• _Problem to work on_: Retype the whole listing exactly. Leave out pictures.

--

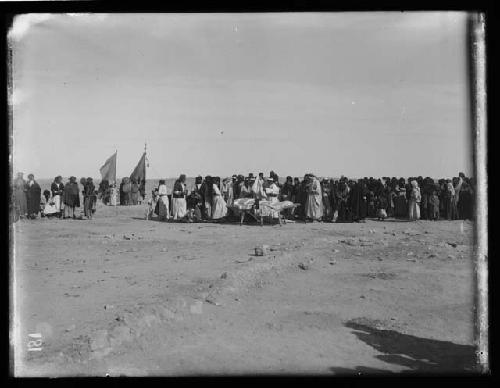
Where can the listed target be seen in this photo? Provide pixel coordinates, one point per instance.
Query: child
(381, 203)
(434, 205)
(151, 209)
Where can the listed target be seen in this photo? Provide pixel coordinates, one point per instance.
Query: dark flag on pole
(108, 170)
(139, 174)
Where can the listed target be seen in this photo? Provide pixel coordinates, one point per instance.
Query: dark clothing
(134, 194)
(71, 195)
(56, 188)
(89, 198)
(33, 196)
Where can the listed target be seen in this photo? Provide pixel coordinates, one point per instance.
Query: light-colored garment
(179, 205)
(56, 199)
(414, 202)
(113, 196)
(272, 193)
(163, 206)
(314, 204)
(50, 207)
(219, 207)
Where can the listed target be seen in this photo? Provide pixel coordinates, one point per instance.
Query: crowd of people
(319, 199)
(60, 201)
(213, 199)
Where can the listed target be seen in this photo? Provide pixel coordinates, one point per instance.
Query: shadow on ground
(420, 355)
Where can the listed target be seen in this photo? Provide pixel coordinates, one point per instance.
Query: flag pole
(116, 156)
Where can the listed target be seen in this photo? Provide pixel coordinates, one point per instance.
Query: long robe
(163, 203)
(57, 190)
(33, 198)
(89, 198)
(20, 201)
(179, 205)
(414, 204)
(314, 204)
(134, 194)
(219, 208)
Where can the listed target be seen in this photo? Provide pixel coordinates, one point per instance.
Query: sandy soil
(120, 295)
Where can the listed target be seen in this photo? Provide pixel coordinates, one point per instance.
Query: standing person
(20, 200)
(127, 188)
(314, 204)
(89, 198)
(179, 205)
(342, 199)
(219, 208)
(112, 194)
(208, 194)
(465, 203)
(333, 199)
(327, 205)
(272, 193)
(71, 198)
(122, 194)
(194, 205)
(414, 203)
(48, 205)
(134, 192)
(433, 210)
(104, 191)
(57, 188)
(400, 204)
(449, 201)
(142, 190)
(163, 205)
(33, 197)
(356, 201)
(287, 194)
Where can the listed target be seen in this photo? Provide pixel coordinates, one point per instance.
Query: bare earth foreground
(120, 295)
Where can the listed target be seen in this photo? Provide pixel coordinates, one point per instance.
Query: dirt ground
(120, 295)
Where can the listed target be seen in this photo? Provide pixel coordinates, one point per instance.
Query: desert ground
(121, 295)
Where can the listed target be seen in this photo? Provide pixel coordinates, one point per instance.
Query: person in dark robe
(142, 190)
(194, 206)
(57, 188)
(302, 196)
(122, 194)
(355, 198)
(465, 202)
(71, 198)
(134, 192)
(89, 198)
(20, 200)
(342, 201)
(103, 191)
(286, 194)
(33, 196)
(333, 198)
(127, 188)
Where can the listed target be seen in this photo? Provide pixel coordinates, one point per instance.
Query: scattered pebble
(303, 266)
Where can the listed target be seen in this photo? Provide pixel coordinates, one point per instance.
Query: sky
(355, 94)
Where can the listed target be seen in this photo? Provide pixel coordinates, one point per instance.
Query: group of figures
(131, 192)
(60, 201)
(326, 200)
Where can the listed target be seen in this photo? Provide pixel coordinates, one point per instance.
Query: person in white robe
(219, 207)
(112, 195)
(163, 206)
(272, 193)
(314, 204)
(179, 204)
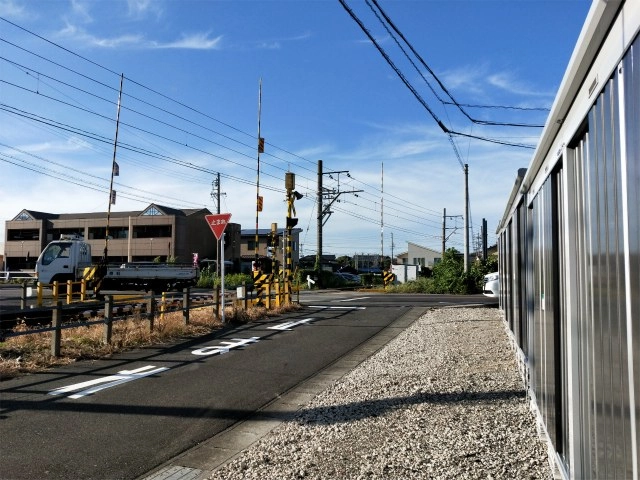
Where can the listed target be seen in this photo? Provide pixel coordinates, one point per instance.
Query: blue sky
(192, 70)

--

• _Solution_:
Where can the listed target be seen in this photo? Provide pixel coordinates, one point per instance.
Query: child
(381, 203)
(434, 205)
(151, 209)
Where can the listed target be seen in this photo? Provide pixel coordinates, one point per instance.
Query: dark flag on pole
(108, 170)
(139, 174)
Where can the listed target be seen in this photo? Provide pixel coordinates, one point per instance.
Query: dark clothing
(134, 194)
(71, 195)
(56, 188)
(89, 198)
(33, 196)
Where can the listed target be seen in this photo? Provide pixel coordinates, one point per instance.
Query: light-colored garment
(179, 205)
(56, 199)
(414, 202)
(113, 196)
(272, 193)
(163, 206)
(314, 204)
(50, 207)
(219, 207)
Where can the listed target be seen in this photo? Provide pixel coordinates, one point per instance.
Query: crowd of people
(319, 199)
(60, 201)
(213, 199)
Where can the listed target be seen in this photo? Provide pixel coordinates, one point per instance.
Query: shadow on ground
(420, 355)
Where can the listed target be seen in this photo? Provide pixel coordinates, one point per instance.
Query: flag pole
(116, 156)
Where can the listed target be seen in this photo? Provide pixel coordinates, one point per instance.
Query: long robe
(163, 203)
(57, 190)
(33, 198)
(89, 198)
(20, 201)
(179, 205)
(414, 204)
(314, 204)
(134, 194)
(219, 208)
Where can the listed target be seen in this photo? Provide pixel coordinates, one point per instance.
Query: sandy soil
(120, 295)
Where can the listed target be seen in this photo? Provide pixel coordinates, one point per instance.
Query: standing person
(20, 200)
(127, 188)
(314, 204)
(89, 198)
(179, 205)
(342, 199)
(219, 208)
(112, 194)
(208, 194)
(465, 203)
(333, 199)
(327, 205)
(272, 193)
(71, 198)
(122, 194)
(194, 205)
(414, 203)
(48, 205)
(134, 192)
(433, 210)
(104, 191)
(57, 188)
(400, 204)
(449, 201)
(142, 190)
(163, 205)
(33, 197)
(356, 201)
(287, 194)
Where can the listed target be seen in this photo? Provide pixel coordinates, one point per instance.
Query: bare earth foreground
(120, 295)
Where can the listed target be seen in this photo? Provide pixel coordinates, one point per instance.
Query: dirt ground
(120, 295)
Where can the listed target be seen in this photo? Provide pixel coordinates, one point per instance.
Query: desert ground
(121, 295)
Where can the listed target be seen in this photo? Provide pixel coordinates, one point per instance.
Query: person in dark robe
(142, 190)
(194, 206)
(57, 188)
(302, 196)
(122, 194)
(355, 198)
(465, 202)
(71, 198)
(134, 192)
(89, 198)
(20, 200)
(342, 201)
(103, 191)
(286, 194)
(33, 196)
(333, 198)
(127, 188)
Where can the listed target be seen in this photo? Provide pixel coordinates, one point per instance.
Query: scattered pebble
(303, 266)
Where can the listed target be seen in this photo? Provide pixel coordinates, one point per instance.
Query: sky
(355, 94)
Where can the listed target be seen in this photo? Provide pixel coordinates, one point per instance.
Query: group of figures
(131, 192)
(60, 201)
(326, 200)
Where can the listed target be seen in this photo? Provide pixel coordinates, one point per instance.
Query: person in white robe
(219, 207)
(112, 195)
(163, 206)
(272, 193)
(314, 204)
(179, 204)
Where can the listed target be seen in this photo? Provide pixel coordinates, one point per instance.
Query: blue sky
(192, 70)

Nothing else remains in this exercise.